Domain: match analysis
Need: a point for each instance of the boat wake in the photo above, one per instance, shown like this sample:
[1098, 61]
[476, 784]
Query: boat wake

REQUIREMENT — Return all of the data exactly as it reads.

SOLUTION TO THIS PROBLEM —
Domain: match analysis
Need: a point for each instance of the boat wake in the photo above, one per instance, shown like this sample:
[1098, 61]
[476, 784]
Query: boat wake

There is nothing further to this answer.